Pick out each line of the data below that contains the word "grass", and copy those lines.

# Records provided
○ ○ ○ ○
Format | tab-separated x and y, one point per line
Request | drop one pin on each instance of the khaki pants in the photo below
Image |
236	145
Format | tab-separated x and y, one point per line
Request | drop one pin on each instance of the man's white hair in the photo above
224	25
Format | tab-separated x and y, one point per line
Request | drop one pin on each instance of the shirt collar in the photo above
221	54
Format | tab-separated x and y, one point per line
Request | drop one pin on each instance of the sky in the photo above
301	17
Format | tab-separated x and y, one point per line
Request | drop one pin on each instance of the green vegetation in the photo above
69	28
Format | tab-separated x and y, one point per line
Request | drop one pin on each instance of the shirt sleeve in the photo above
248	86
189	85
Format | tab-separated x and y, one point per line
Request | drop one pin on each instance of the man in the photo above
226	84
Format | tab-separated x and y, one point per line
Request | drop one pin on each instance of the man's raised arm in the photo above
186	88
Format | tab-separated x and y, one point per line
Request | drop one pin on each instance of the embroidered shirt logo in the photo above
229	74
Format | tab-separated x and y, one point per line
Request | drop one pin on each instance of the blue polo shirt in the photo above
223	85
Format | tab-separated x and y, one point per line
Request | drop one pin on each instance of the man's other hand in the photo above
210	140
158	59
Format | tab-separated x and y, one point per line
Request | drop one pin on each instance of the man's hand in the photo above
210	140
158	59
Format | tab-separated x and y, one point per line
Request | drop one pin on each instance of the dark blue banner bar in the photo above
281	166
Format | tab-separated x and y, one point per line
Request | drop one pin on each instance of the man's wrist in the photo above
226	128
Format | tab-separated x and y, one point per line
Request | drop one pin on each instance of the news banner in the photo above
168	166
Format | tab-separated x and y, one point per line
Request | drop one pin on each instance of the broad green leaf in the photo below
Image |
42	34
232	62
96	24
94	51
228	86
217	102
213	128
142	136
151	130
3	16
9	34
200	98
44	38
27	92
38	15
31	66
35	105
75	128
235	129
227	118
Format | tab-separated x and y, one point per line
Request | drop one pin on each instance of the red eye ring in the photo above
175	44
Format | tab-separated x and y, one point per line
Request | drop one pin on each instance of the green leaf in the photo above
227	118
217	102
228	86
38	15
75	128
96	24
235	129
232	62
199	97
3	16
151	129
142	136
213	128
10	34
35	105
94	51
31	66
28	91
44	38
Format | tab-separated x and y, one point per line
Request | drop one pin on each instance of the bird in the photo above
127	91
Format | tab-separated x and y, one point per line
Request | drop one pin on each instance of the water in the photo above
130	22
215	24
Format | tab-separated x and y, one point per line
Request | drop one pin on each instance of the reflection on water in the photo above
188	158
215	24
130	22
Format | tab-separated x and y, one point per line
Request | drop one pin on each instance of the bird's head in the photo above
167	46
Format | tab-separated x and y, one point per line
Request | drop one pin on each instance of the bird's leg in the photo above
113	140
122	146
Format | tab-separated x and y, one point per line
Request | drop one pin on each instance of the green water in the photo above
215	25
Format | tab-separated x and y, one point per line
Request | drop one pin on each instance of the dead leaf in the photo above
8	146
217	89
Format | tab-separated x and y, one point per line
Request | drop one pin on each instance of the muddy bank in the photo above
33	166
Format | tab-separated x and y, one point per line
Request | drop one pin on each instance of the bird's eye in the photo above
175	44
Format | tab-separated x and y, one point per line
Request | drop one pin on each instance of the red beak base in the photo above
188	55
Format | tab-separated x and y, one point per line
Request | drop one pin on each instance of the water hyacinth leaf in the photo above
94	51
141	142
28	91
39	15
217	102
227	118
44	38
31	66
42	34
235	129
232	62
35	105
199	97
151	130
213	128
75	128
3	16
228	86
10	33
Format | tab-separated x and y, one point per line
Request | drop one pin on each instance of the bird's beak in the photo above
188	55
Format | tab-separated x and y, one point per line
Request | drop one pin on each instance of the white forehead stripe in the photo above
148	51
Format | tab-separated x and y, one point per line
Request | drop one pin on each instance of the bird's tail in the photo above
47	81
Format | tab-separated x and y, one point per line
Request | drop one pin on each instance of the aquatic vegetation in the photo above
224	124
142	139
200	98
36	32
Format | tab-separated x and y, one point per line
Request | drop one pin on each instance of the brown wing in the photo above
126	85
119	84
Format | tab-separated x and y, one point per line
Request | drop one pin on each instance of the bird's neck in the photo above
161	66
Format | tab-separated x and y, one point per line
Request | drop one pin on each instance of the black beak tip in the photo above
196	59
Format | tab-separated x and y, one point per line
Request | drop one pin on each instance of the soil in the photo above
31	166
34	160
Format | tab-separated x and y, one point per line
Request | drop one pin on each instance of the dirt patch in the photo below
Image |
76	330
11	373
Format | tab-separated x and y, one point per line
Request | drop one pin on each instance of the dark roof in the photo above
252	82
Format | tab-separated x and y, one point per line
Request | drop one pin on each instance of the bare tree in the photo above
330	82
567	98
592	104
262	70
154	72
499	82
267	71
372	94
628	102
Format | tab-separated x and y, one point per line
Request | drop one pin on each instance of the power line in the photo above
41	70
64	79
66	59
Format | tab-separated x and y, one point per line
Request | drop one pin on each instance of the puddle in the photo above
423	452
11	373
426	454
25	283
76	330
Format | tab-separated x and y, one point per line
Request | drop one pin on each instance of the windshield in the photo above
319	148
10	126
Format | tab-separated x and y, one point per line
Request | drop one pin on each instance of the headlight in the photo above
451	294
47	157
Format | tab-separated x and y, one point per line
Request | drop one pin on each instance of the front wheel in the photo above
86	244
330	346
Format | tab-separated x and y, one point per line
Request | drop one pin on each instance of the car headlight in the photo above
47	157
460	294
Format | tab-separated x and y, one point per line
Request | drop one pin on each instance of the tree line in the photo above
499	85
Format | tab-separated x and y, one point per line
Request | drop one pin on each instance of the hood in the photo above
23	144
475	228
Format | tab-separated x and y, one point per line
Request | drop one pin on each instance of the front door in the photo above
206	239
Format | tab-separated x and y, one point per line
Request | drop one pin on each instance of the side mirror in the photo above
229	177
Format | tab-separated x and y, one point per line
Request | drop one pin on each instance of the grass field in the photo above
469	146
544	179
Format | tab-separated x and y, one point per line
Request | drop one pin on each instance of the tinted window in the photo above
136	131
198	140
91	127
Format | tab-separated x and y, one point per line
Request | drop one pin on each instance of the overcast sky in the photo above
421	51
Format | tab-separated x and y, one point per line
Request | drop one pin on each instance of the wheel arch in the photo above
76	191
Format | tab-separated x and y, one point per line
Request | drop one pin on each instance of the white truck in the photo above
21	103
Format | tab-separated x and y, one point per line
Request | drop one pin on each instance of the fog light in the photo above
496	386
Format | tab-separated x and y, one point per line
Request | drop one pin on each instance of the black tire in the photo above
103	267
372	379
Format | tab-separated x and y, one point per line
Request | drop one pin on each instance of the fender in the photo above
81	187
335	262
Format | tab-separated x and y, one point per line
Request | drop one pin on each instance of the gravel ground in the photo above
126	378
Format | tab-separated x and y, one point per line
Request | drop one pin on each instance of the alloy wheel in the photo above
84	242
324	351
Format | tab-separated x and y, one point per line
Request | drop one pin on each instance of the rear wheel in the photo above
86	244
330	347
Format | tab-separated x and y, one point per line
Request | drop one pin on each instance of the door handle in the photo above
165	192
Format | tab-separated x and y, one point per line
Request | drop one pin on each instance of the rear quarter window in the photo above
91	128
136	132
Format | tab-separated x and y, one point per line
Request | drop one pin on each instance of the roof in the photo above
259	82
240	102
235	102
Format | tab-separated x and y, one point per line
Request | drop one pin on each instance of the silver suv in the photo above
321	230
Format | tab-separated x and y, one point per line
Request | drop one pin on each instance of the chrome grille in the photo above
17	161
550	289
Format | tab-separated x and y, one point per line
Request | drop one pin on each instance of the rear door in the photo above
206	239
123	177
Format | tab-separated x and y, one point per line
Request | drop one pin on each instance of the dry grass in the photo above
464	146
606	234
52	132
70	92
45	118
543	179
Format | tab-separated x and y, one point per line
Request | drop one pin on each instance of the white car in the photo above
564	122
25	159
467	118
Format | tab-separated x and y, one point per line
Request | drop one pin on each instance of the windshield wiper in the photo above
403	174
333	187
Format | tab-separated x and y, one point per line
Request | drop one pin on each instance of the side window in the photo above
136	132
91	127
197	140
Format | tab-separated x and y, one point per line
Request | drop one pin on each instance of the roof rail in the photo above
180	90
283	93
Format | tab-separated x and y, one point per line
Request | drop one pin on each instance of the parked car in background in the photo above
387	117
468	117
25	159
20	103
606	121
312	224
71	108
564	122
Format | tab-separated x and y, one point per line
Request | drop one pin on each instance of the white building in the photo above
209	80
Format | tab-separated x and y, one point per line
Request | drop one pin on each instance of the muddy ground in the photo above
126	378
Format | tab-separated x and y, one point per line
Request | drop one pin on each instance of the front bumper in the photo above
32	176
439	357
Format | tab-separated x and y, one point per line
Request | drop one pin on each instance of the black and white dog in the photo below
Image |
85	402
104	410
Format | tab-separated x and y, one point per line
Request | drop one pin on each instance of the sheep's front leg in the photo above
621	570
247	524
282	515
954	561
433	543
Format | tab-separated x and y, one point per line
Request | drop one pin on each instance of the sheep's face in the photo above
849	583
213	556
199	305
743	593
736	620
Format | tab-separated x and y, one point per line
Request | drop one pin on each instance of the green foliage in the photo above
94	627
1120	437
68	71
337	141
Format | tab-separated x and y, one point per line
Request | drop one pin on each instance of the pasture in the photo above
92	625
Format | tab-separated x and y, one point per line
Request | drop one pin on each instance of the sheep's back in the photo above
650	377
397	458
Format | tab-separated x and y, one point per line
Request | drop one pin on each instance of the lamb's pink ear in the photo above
○ ○ ○ ○
# Answer below
Request | drop one pin on each instance of the grass field in the photo above
Request | drop one pin on each instance of the dry grass in the photo above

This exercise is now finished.